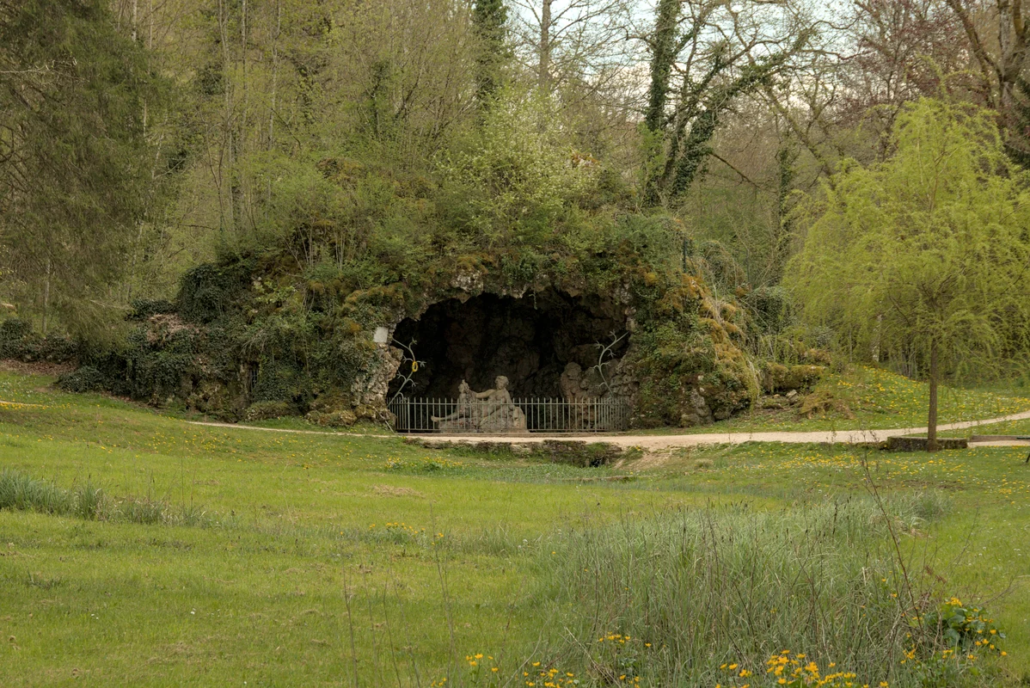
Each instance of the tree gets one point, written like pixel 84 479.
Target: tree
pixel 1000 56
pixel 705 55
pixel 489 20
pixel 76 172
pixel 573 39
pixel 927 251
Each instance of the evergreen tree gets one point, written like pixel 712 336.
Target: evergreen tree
########
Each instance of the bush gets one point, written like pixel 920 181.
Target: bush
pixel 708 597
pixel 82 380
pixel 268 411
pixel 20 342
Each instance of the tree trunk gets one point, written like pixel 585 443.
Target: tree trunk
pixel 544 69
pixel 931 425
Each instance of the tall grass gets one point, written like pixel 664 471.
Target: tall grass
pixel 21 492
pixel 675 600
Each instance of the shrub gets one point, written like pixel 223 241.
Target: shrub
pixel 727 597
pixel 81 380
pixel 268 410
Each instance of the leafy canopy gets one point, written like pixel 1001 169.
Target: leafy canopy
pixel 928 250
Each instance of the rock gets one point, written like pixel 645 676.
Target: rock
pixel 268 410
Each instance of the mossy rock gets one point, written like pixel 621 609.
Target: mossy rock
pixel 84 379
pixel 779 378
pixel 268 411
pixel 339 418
########
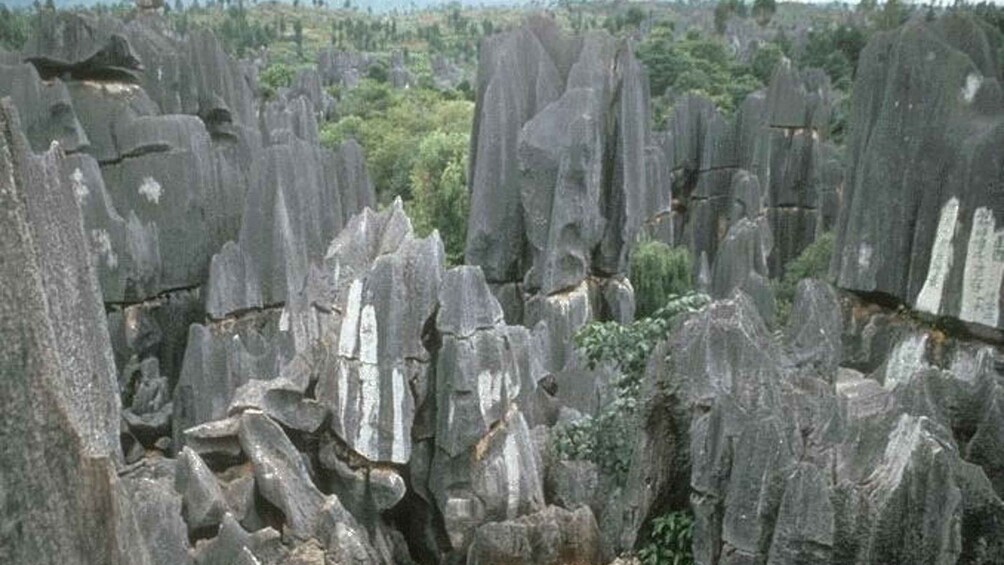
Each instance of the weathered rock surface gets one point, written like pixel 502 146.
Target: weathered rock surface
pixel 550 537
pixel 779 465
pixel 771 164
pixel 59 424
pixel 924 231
########
* **What you are asked to do**: Copy every line of the records above that contains "evergreen".

* **Worked solution**:
Each instance of the evergreen tree gets one point, written like pixel 712 336.
Target: evergreen tree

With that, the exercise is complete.